- [Data records]
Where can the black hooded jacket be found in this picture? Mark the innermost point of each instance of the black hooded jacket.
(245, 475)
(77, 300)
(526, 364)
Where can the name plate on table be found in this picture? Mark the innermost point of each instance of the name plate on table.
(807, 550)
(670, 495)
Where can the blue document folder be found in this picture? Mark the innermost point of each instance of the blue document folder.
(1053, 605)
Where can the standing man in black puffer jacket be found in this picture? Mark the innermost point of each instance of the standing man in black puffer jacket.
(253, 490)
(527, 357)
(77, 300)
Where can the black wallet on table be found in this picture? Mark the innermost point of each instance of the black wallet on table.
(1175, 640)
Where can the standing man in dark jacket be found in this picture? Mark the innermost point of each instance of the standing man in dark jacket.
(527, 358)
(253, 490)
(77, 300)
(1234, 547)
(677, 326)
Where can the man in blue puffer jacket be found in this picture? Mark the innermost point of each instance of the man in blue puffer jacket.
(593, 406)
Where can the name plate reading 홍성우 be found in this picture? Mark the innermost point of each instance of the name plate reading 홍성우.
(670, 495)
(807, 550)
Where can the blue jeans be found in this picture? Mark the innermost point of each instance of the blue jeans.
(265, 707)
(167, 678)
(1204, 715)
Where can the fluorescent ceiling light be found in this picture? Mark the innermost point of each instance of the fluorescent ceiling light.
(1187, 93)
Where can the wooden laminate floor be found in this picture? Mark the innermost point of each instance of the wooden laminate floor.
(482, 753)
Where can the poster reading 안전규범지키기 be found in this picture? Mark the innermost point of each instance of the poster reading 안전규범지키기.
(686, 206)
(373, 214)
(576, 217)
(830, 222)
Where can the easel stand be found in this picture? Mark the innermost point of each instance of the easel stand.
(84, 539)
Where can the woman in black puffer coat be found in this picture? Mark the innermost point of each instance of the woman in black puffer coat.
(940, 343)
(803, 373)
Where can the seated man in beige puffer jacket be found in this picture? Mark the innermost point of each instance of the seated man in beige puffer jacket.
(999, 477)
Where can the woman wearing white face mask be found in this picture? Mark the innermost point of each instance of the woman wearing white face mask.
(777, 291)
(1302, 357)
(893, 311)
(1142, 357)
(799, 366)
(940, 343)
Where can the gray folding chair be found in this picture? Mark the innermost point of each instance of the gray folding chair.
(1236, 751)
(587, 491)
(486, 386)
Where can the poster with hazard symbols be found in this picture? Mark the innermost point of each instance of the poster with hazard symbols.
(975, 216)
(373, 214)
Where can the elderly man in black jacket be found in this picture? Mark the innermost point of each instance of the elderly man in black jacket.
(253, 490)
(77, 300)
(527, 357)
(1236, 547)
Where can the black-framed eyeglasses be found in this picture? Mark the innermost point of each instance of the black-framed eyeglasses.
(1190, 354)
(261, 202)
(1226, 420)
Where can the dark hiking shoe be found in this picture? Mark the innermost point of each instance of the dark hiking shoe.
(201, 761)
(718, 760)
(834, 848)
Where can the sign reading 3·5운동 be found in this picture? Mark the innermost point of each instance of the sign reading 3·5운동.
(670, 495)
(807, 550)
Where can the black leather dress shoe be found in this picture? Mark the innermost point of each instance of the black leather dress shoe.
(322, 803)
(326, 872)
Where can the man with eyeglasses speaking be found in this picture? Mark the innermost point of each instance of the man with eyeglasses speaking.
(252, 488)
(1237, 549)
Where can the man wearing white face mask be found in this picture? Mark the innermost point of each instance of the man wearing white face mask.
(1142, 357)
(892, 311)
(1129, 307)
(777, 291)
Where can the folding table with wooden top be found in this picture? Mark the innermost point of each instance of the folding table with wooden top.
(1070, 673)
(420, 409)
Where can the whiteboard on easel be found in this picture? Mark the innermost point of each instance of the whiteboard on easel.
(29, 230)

--

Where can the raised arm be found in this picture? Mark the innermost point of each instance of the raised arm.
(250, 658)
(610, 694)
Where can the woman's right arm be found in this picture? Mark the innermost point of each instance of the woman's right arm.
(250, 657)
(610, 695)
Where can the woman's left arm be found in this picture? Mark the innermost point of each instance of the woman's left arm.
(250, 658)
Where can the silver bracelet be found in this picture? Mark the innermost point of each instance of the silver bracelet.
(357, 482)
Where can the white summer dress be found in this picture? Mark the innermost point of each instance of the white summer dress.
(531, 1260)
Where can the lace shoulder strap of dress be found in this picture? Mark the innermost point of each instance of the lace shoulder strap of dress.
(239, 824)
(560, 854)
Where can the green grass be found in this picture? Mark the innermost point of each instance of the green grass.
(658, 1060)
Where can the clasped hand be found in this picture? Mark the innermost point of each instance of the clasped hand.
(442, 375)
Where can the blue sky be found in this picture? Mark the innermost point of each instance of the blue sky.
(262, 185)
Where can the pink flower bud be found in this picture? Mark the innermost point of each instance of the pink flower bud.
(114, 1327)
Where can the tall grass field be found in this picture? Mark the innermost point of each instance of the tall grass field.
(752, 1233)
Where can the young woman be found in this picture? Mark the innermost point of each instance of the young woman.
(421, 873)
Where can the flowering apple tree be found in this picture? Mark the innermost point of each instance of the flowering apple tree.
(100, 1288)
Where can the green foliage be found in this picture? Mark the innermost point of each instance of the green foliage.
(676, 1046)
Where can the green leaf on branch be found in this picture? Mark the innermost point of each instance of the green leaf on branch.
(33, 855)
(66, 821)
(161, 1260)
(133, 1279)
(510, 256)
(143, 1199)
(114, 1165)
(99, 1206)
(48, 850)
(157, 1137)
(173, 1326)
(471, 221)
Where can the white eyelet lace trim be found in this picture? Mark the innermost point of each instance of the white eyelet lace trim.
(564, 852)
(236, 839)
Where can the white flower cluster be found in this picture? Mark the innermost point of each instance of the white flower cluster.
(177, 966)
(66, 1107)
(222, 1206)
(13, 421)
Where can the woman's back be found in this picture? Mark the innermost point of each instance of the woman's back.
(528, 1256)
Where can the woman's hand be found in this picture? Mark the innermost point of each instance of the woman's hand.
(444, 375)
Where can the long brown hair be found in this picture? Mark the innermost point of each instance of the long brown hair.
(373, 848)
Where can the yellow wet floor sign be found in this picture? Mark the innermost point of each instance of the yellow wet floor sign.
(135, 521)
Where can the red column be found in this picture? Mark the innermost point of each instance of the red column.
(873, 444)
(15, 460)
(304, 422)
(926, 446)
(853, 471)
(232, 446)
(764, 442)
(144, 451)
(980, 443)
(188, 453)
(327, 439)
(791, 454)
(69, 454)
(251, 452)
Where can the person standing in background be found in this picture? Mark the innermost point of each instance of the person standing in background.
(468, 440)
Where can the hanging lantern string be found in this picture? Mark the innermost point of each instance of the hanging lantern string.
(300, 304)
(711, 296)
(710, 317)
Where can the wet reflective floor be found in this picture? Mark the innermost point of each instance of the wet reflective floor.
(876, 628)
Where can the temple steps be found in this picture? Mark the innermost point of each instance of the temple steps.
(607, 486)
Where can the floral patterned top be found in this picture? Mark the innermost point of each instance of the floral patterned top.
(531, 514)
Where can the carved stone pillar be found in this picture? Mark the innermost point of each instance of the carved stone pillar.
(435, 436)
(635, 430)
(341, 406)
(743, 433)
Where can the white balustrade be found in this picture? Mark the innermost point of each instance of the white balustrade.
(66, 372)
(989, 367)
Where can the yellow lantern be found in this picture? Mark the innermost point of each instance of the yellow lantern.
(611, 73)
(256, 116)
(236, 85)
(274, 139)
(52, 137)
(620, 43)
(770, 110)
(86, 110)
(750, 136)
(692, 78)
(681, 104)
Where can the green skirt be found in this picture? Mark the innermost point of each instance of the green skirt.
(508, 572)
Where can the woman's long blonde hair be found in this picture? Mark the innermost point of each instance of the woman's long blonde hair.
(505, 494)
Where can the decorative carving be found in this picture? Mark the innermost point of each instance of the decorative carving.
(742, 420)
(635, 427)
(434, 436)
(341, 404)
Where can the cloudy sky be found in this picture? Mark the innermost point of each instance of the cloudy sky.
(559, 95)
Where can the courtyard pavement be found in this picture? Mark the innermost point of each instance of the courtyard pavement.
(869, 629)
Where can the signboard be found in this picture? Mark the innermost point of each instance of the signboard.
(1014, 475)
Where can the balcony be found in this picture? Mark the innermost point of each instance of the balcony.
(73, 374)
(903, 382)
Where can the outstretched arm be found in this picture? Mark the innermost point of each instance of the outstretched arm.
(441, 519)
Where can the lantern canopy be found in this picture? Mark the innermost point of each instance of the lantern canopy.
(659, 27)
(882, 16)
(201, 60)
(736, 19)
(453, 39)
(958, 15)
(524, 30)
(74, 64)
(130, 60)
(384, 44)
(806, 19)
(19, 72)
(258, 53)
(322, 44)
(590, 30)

* * *

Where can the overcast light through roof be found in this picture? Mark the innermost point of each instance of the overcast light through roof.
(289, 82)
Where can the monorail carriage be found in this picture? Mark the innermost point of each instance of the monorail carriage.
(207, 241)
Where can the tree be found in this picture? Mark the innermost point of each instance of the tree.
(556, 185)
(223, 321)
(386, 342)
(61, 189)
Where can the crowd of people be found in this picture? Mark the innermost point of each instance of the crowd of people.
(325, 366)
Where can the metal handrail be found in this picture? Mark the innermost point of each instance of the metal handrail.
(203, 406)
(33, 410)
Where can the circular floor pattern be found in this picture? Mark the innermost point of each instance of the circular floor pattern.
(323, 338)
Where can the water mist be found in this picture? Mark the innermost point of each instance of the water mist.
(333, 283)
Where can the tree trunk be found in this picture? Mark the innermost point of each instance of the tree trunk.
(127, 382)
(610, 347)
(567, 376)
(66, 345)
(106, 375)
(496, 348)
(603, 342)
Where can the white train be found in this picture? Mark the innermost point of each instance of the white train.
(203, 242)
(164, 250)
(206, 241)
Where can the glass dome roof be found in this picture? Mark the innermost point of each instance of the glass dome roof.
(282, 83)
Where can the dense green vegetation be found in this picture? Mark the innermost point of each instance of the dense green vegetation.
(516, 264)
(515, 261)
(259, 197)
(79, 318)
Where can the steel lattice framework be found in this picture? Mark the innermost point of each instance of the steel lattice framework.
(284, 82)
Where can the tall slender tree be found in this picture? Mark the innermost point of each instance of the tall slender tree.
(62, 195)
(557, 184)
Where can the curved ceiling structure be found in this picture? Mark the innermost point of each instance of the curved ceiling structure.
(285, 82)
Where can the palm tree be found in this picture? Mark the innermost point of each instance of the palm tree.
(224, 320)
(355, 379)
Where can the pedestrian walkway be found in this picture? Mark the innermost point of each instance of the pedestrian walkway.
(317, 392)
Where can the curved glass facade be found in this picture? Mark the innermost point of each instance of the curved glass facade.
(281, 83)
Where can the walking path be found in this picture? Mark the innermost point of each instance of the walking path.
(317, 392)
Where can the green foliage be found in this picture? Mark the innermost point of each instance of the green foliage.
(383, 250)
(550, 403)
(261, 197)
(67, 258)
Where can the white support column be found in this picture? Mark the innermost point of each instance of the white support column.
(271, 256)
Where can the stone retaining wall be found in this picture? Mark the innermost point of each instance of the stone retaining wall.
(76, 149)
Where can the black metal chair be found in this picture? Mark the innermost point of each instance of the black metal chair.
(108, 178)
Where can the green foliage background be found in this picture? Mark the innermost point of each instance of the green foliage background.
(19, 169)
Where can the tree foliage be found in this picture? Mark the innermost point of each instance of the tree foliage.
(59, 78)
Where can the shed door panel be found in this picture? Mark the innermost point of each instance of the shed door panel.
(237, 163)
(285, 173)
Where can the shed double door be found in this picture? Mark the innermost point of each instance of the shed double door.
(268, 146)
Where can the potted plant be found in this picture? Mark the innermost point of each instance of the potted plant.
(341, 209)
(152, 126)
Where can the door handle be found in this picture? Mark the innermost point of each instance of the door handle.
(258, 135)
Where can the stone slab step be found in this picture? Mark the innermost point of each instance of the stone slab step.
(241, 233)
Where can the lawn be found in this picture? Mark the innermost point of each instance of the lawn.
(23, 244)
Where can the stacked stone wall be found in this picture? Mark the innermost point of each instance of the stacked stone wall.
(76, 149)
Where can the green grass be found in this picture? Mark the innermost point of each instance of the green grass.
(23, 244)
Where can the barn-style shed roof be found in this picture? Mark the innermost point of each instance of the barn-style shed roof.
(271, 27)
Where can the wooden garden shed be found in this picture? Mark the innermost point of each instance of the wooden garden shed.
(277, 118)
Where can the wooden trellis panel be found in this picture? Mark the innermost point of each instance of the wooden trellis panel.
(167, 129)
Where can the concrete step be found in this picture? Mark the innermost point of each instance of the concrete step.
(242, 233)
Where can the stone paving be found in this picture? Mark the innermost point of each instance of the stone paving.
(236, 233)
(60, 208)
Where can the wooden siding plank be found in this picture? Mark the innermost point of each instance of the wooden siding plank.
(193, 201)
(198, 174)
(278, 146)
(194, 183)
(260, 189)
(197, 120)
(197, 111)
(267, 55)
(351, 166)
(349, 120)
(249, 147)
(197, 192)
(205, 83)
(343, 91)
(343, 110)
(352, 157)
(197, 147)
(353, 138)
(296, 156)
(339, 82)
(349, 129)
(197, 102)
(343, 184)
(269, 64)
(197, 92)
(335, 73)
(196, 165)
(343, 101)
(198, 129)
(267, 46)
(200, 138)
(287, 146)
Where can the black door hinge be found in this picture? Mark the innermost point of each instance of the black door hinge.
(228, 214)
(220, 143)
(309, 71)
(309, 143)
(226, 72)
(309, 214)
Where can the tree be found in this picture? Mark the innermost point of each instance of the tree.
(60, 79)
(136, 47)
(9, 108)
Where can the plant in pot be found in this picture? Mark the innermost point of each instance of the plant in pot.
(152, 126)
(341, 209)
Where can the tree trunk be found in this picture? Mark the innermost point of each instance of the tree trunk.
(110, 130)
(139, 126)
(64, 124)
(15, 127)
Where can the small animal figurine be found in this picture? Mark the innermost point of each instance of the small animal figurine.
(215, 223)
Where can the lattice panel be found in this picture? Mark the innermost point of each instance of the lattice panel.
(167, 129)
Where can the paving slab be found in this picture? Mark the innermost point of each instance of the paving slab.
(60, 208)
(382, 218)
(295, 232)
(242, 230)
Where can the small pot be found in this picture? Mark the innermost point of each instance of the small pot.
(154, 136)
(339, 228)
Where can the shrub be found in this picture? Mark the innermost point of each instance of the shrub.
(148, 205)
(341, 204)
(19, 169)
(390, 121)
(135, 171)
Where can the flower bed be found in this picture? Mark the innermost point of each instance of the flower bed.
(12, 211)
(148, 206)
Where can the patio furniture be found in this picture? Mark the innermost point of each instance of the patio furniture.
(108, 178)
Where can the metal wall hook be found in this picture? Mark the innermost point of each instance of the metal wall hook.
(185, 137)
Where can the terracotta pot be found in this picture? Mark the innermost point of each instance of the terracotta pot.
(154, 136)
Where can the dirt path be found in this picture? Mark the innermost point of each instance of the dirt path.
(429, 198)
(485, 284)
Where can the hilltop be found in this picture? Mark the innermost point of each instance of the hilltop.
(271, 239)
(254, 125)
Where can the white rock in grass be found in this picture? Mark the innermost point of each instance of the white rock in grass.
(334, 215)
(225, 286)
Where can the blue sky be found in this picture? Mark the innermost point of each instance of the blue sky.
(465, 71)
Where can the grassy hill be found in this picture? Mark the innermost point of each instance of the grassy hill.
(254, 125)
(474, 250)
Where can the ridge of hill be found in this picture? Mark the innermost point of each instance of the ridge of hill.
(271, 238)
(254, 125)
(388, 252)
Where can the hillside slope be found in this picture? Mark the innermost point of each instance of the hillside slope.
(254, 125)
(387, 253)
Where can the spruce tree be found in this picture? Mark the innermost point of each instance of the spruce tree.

- [Task objective] Rewrite the part of the records that opens with the line containing "Where can the black hooded" and closes with the line containing "(1204, 715)", replacing "name plate" with "nameplate" and leaving everything else unchanged.

- [Correct result]
Where can the black hooded jacket be found in this picture? Mark the innermost point of each instance of the black hooded jacket.
(245, 475)
(77, 300)
(526, 364)
Where can the nameplate on table be found in this picture? Mark the innermost point of each instance of the nameplate on table.
(807, 550)
(670, 495)
Where can the blue document folder be found in this picture? Mark the innermost point of each instance of the blue document folder.
(1053, 605)
Where can the standing man in black puffer jacket be found in this picture? Mark the innermost point of each instance of the standing man in black puffer jacket.
(253, 490)
(527, 357)
(77, 300)
Where can the black wallet on table be found in this picture? Mark the innermost point of each instance of the black wallet on table.
(1175, 640)
Where can the standing man in dark jacket be found in this picture? Mark the innermost point of each instance of the standing man in dark jacket.
(527, 358)
(253, 490)
(77, 300)
(1234, 547)
(677, 326)
Where can the man in blue puffer jacket be found in this picture? Mark the innermost point of each instance of the man in blue puffer jacket.
(593, 406)
Where can the nameplate reading 홍성우 be found in this picture? Mark the innermost point of each instance of the nameplate reading 홍성우.
(670, 495)
(807, 550)
Where can the blue jeans be found in this picture? Mark the innermost point of each instance of the blue jeans.
(265, 707)
(167, 678)
(1204, 715)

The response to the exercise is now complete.